= INFORMATION SUPPLIED =

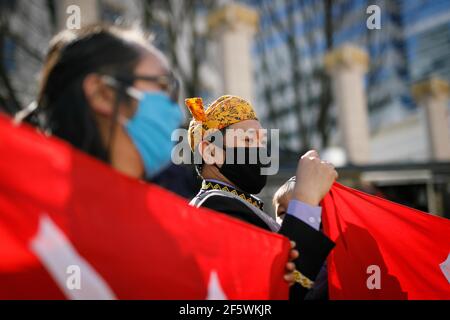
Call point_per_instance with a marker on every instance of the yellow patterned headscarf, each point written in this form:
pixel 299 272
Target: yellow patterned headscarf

--

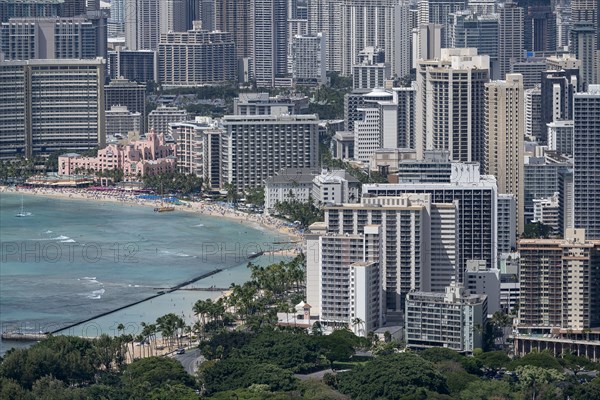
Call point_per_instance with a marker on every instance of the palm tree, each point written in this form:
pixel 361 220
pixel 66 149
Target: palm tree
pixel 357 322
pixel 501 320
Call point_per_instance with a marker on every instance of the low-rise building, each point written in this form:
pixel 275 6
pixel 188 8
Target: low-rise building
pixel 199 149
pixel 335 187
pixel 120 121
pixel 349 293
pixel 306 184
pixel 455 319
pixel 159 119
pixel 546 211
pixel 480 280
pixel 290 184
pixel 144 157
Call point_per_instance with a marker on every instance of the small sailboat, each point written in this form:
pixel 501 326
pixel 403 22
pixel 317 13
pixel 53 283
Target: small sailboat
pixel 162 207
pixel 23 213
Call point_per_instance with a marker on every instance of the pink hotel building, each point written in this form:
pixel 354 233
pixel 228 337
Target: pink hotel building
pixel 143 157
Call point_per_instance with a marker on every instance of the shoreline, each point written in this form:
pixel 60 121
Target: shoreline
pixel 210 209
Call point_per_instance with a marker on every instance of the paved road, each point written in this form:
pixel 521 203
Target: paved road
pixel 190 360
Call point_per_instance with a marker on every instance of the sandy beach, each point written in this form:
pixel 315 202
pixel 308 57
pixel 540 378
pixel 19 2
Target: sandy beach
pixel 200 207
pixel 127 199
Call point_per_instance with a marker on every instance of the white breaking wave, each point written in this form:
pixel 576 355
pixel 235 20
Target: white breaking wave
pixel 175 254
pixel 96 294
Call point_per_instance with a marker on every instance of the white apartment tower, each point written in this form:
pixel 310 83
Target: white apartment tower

= EXERCISE AIM =
Whenever the word "headscarf" shows up in a line of the entries, copy that line.

= EXPECTED OUTPUT =
Call point_per_instance with a marker on every instance of the yellow patterned headscarf, each point written in this form:
Target: yellow patterned headscarf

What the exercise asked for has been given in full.